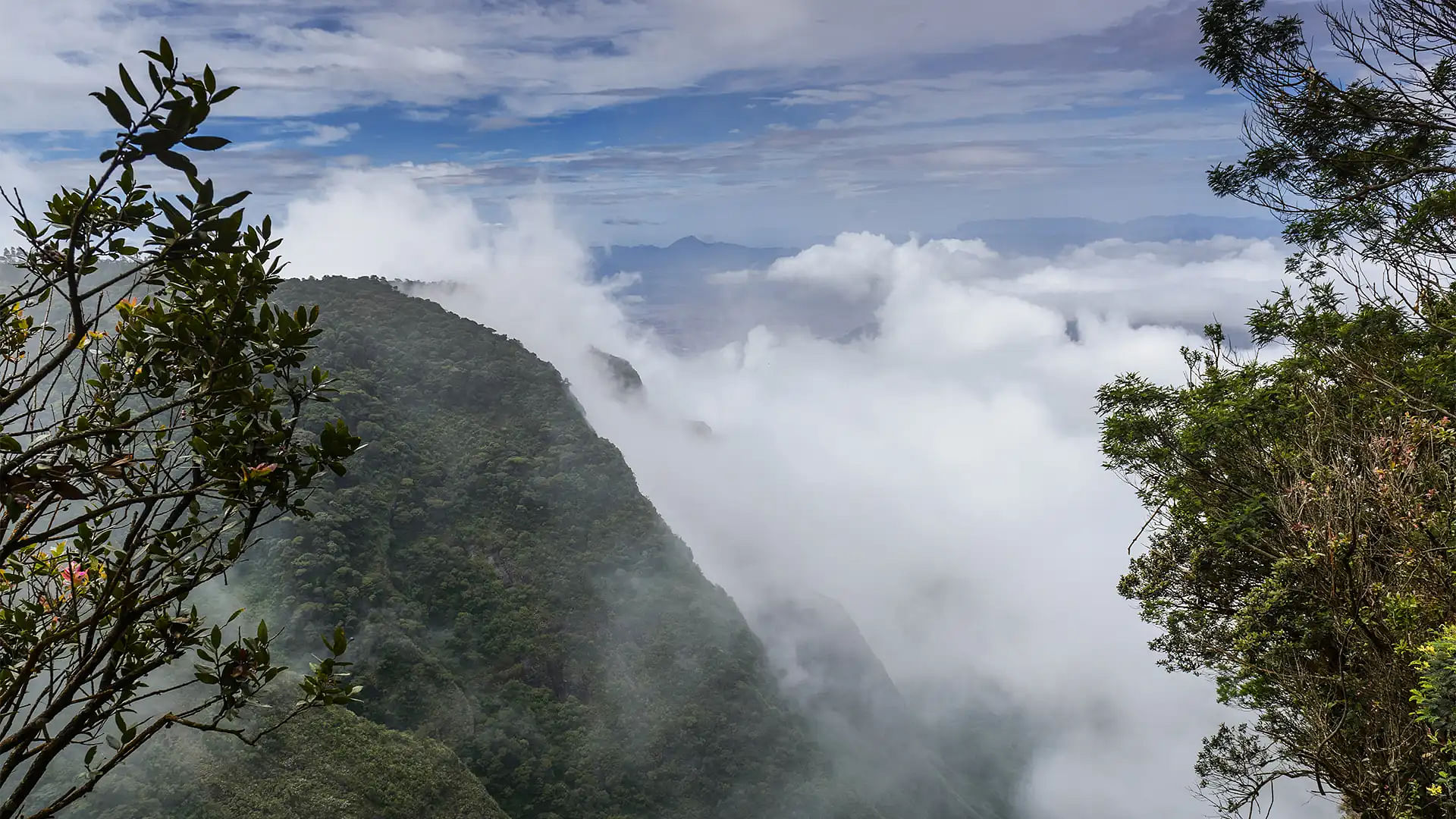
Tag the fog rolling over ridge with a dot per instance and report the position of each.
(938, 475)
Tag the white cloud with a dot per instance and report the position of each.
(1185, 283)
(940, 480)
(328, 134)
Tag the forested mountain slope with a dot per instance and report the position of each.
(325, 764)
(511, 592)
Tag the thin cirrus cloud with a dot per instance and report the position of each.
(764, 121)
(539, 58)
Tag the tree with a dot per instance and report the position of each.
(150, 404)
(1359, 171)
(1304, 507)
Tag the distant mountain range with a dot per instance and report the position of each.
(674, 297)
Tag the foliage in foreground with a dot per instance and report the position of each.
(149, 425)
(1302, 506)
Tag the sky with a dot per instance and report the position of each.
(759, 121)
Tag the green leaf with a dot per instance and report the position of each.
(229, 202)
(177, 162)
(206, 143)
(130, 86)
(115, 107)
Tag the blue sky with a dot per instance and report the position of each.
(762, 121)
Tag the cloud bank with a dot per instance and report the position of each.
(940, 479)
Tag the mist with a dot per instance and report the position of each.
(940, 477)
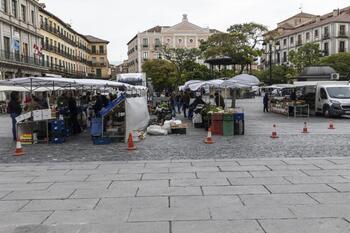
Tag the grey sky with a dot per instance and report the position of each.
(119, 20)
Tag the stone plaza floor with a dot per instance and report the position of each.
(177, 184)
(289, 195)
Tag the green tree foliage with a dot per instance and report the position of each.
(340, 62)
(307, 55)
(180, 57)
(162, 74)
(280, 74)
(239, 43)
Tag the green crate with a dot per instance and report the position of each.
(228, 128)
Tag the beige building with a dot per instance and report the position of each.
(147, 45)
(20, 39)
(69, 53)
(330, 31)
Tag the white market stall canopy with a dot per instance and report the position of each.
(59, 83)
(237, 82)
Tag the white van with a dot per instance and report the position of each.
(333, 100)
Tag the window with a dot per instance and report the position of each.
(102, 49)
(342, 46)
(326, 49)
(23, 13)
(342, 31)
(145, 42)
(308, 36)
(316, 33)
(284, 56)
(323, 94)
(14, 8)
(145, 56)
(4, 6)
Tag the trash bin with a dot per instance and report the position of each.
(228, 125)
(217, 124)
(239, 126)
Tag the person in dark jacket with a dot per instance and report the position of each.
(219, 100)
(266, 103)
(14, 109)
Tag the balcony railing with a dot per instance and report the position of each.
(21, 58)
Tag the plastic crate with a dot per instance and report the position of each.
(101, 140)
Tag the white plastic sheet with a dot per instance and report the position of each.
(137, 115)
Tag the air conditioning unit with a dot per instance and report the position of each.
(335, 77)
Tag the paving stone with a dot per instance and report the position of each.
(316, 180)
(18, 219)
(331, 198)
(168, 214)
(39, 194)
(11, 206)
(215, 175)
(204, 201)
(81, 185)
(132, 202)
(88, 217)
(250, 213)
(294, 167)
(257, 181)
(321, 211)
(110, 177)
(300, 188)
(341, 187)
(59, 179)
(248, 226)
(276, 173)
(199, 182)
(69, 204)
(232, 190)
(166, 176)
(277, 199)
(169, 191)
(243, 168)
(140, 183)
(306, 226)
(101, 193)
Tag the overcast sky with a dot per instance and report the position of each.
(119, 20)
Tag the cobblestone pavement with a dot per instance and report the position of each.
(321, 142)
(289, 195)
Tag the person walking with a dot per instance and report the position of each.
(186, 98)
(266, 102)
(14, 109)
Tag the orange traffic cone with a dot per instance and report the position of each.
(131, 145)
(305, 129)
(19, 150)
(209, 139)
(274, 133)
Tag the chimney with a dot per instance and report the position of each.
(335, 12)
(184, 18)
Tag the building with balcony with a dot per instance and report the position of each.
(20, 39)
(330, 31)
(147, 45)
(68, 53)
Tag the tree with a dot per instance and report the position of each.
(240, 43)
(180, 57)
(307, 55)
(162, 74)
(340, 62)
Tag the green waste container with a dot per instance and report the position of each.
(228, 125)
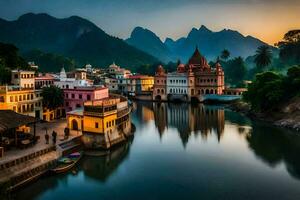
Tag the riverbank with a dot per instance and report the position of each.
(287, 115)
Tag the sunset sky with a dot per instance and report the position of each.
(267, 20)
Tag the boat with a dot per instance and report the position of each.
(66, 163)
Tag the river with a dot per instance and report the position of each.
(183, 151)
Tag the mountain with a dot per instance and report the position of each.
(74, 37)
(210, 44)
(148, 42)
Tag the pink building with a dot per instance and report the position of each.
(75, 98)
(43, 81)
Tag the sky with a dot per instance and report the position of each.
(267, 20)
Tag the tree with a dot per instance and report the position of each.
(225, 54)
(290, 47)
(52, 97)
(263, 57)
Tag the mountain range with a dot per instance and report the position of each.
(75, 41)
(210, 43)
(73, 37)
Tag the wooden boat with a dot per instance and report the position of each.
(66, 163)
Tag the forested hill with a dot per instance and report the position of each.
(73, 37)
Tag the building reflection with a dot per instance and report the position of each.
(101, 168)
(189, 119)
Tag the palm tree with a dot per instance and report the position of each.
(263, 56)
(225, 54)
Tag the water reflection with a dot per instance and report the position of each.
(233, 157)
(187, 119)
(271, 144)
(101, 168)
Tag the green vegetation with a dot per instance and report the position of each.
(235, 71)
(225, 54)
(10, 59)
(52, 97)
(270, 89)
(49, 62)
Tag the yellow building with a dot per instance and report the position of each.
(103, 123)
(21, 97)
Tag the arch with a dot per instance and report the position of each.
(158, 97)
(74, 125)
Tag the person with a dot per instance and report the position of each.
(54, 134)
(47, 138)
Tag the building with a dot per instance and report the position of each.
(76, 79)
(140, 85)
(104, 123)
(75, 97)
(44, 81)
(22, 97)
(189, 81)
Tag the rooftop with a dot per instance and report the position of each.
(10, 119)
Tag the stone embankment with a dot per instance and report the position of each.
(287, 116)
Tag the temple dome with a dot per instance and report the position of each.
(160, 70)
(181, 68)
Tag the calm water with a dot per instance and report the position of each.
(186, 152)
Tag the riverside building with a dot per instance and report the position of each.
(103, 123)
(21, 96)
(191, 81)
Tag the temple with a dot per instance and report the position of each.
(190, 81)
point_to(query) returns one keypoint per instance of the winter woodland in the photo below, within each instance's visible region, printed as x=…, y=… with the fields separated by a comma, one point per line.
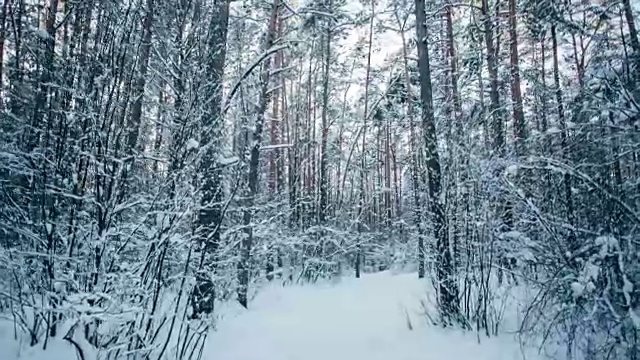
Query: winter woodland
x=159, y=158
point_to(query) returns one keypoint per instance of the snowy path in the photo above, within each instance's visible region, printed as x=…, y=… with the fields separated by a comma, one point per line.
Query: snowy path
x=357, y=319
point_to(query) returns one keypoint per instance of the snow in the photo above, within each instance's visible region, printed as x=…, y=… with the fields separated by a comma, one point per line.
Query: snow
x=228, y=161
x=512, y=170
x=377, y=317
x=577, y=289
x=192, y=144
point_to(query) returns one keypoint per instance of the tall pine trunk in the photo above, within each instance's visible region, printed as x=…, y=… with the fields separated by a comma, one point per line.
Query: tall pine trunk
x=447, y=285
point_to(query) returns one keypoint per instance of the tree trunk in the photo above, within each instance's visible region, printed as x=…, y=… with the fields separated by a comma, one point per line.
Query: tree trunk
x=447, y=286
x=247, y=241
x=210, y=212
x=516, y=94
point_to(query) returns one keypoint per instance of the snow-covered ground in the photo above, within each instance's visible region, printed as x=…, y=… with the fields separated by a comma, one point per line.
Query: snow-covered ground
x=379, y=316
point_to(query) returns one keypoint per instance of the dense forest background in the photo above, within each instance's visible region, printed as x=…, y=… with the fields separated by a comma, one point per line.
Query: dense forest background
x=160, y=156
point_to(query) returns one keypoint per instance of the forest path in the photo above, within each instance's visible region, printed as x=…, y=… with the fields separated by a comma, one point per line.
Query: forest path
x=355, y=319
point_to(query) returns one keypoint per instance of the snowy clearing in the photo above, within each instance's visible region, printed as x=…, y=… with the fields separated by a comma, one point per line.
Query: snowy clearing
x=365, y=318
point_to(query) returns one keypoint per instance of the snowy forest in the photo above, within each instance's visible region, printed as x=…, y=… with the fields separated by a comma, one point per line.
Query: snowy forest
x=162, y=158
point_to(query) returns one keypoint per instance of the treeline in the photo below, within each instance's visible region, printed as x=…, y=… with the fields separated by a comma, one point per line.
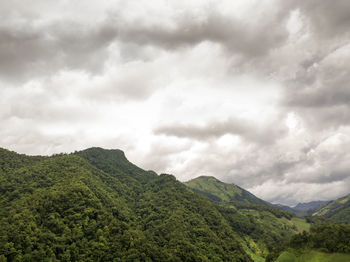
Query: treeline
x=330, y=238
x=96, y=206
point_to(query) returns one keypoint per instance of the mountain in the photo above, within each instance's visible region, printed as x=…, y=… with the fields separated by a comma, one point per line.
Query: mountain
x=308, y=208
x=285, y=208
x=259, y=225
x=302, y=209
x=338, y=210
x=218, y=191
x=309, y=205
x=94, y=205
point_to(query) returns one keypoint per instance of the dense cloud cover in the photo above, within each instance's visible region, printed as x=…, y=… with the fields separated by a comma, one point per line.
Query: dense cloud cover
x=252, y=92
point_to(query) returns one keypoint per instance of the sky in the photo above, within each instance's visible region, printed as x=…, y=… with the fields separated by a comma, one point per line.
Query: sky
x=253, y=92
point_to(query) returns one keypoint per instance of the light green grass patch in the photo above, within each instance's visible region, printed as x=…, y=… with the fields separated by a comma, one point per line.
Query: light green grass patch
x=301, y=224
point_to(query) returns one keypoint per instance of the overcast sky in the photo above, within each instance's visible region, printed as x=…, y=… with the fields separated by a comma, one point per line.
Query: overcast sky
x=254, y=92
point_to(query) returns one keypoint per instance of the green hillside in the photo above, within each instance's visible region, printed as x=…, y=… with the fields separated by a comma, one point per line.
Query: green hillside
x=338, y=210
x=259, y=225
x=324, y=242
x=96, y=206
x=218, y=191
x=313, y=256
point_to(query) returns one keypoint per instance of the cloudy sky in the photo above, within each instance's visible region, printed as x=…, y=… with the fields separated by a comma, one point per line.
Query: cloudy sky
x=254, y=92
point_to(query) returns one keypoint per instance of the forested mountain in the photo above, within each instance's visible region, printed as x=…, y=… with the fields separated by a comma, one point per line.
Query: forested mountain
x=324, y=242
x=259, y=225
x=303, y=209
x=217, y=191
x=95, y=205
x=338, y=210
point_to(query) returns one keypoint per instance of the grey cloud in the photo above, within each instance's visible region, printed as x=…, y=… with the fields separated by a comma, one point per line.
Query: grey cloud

▸ TASK DIRECTIONS: Which of the lines above carry the string "below"? Pick them out and copy them.

▸ REPLY:
point_to(query) returns one keypoint per instance of the winter woodland in the photo below, within each instance's visible region, printed as x=…, y=… with the fields separated by a comma, one point per line.
point_to(query) returns one keypoint per instance of the treeline in the photo below, within each instance's visible region, printed as x=…, y=… with the fields separated by a comma, one point per line.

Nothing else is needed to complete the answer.